Find each line in the listing below that contains the word "white", and copy those lines.

[Exercise data]
-----
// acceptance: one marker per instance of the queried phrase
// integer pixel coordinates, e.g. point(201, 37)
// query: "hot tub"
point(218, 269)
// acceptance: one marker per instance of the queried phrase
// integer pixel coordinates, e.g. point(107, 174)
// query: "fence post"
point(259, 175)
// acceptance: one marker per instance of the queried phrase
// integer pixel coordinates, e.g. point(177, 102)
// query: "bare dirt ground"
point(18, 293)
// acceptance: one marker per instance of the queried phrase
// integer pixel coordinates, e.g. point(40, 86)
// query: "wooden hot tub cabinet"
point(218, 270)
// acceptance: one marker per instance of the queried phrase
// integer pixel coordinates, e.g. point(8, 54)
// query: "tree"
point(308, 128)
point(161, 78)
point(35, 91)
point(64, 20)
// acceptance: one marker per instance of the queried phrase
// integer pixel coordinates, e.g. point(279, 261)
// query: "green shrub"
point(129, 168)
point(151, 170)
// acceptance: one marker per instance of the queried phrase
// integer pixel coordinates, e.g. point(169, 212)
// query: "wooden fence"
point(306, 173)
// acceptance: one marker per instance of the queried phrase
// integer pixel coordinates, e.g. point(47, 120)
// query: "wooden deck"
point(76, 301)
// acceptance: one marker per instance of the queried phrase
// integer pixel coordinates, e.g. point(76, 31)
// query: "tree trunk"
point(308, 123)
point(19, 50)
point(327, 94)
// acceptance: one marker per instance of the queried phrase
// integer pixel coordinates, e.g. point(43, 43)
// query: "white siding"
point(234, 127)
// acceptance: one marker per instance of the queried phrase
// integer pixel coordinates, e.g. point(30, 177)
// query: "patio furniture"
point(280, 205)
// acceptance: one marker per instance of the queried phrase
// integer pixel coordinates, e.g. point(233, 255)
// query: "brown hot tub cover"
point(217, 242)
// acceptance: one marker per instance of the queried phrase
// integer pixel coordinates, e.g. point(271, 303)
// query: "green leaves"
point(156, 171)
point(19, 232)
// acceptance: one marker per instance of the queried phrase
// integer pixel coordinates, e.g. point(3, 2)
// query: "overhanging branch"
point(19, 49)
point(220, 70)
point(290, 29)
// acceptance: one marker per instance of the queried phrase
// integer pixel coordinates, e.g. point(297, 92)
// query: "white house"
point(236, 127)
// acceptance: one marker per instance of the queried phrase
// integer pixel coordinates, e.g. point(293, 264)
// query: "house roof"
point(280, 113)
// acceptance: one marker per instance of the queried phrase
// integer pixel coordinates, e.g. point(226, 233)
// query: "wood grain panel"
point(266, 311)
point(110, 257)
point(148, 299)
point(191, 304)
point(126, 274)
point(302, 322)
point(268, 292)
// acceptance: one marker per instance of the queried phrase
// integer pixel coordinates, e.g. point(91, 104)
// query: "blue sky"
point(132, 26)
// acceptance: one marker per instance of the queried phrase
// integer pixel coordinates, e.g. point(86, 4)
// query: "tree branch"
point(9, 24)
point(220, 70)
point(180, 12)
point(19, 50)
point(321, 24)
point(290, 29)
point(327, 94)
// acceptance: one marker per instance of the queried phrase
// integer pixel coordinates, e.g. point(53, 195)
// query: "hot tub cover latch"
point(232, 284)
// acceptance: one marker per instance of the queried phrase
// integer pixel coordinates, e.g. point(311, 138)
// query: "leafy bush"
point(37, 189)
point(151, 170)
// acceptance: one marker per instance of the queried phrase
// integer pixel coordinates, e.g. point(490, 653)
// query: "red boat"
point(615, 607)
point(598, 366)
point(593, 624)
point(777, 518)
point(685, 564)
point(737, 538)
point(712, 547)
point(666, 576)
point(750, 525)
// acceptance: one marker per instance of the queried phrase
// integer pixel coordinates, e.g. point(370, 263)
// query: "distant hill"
-----
[Finished answer]
// query: "white siding"
// query: "white house"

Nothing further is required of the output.